Извлечённый текст

>>>

Рудольф Баландин - Вернадский
Мысль Вернадского вызвала к жизни крупное государственное мероприятие. Абстрактная теория в кратчайший срок обернулась конкретным делом, грандиозным и чрезвычайно полезным для страны. Его благотворные последствия распространились далеко в будущее.
Тем временем выявились резкие противоречия между самодержавием и Государственной думой, призванной создать хотя бы видимость участия широких масс населения в управлении империей. Царица без обиняков писала своему слабовольному супругу: «Россия, слава богу, не конституционное государство, хотя эти твари (так она называла членов Думы) пытаются играть роль и вмешиваться в дела».
25 февраля 1917 года Николай II распустил Государственную думу. В Петрограде прошли демонстрации рабочих, а войска отказывались подавлять их. Дума не подчинилась приказу царя.
26 февраля отдельные войсковые части перешли на её сторону. На следующий день Таврический дворец, где заседала Дума, заполнился отрядами вооруженных рабочих и солдат. Раскрылись двери тюрем, политические заключенные вышли на свободу. Ни одна из воинских частей не поддержала царя. Верные самодержавию полицейские и жандармы были разоружены.
«А все началось уличными мелочами, — писал Розанов. — Но поистине в столице все важно. Столица — мозг страны, ее сердце и душа. «Если тут маленькая закупорка сосуда — весь организм может погибнуть». Можно сказать, безопаснее восстание всего Кавказа… Бунтовала Польша — монархия даже не шелохнулась. Но вдруг стало недоставать хлеба в Петрограде, образовались «хвосты около хлебных лавок». И из «хвостов» первоначально и первообразно — полетел весь образ правления к черту. С министерствами, министрами, с главнокомандующими, с самим царем — все полетело прахом. И полетело так легко-легко… Это более всего всех поразило».
Перезревший сгнивший плод падает сам. Его нет надобности срывать. И не в бюрократии было дело. За отречение Николая II выступили высшее военное командование, влиятельные демократы (они стали идеологами Белого движения), сторонники конституционной монархии.
Розанов, подобно многим другим, спутал повод к революционным демонстрациям (хлебные очереди, «хвосты») с причинами. Обвинил сначала бездарное чиновничество, затем алчное и тупое духовенство; наконец, возопил: «Не довольно ли писать о нашей вонючей Революции, — и о прогнившем насквозь Царстве, — которые воистину стоят друг друга».
Его признание: «Русь слиняла в два дня. Самое большее — в три… Поразительно, что она разом рассыпалась вся, до подробностей, до частностей».
Преувеличение? Не только. Падение подготавливалось если не веками, то десятилетиями. Менялось общественное сознание. Проходили бунты и восстание 1905 года. А через двенадцать лет сработал «принцип домино».

<<<

[Записи разметки мест на изображениях]
>>>

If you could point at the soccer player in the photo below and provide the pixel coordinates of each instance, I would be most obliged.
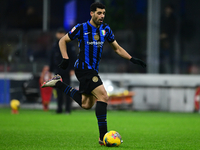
(91, 36)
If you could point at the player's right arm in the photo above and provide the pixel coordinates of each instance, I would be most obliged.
(63, 47)
(73, 34)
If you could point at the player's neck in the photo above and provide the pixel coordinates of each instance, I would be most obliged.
(95, 25)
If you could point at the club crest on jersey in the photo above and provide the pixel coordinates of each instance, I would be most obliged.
(103, 32)
(95, 79)
(96, 37)
(73, 29)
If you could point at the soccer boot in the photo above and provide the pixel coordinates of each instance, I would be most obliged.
(52, 82)
(101, 142)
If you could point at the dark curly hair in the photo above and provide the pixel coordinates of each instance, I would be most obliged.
(95, 5)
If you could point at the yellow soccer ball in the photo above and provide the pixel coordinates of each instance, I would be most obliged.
(112, 139)
(14, 104)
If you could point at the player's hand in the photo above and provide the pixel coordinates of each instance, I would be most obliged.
(64, 64)
(138, 62)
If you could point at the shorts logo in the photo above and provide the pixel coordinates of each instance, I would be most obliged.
(73, 29)
(95, 79)
(96, 37)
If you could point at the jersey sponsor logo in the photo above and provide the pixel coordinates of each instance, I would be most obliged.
(87, 33)
(73, 29)
(95, 79)
(99, 44)
(96, 37)
(103, 32)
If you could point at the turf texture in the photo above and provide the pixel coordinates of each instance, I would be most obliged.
(38, 130)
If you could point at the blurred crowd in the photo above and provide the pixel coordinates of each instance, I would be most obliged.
(22, 40)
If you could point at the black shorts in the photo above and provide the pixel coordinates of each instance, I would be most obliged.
(88, 80)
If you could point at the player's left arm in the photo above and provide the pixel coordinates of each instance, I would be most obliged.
(123, 53)
(119, 50)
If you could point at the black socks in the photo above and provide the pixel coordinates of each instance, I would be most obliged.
(101, 114)
(71, 92)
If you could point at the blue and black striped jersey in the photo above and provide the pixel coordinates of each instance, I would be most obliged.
(90, 43)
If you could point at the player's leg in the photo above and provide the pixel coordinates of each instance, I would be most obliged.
(101, 110)
(88, 101)
(84, 100)
(59, 101)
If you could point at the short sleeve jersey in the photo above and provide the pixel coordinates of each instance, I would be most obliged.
(90, 43)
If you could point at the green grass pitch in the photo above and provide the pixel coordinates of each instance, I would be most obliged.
(38, 130)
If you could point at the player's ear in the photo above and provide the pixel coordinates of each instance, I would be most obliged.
(91, 13)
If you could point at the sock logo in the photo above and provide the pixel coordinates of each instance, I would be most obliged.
(71, 89)
(95, 79)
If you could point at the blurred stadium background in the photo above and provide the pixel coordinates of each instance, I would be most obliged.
(170, 81)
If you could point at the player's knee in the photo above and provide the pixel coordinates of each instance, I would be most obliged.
(86, 106)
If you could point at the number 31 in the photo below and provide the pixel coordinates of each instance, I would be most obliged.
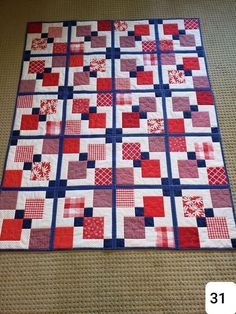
(215, 297)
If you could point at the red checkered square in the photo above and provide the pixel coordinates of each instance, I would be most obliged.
(104, 100)
(74, 207)
(34, 208)
(125, 198)
(103, 176)
(55, 32)
(131, 151)
(73, 127)
(165, 237)
(204, 151)
(96, 151)
(53, 127)
(80, 105)
(150, 59)
(36, 66)
(77, 47)
(217, 228)
(149, 45)
(123, 99)
(24, 153)
(191, 24)
(216, 175)
(59, 47)
(166, 45)
(93, 228)
(25, 101)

<<<

Цель упражнения
Отредактируйте, пожалуйста, фрагмент извлечённого текста, который открывается словами «Тем временем выявились» и закрывается словами «жандармы были разоружены.»: замените в нём «Таврический дворец» на «Мариинский дворец». Материал для работы не понадобится.

Готовое упражнение
Тем временем выявились резкие противоречия между самодержавием и Государственной думой, призванной создать хотя бы видимость участия широких масс населения в управлении империей. Царица без обиняков писала своему слабовольному супругу: «Россия, слава богу, не конституционное государство, хотя эти твари (так она называла членов Думы) пытаются играть роль и вмешиваться в дела».
25 февраля 1917 года Николай II распустил Государственную думу. В Петрограде прошли демонстрации рабочих, а войска отказывались подавлять их. Дума не подчинилась приказу царя.
26 февраля отдельные войсковые части перешли на её сторону. На следующий день Мариинский дворец, где заседала Дума, заполнился отрядами вооруженных рабочих и солдат. Раскрылись двери тюрем, политические заключенные вышли на свободу. Ни одна из воинских частей не поддержала царя. Верные самодержавию полицейские и жандармы были разоружены.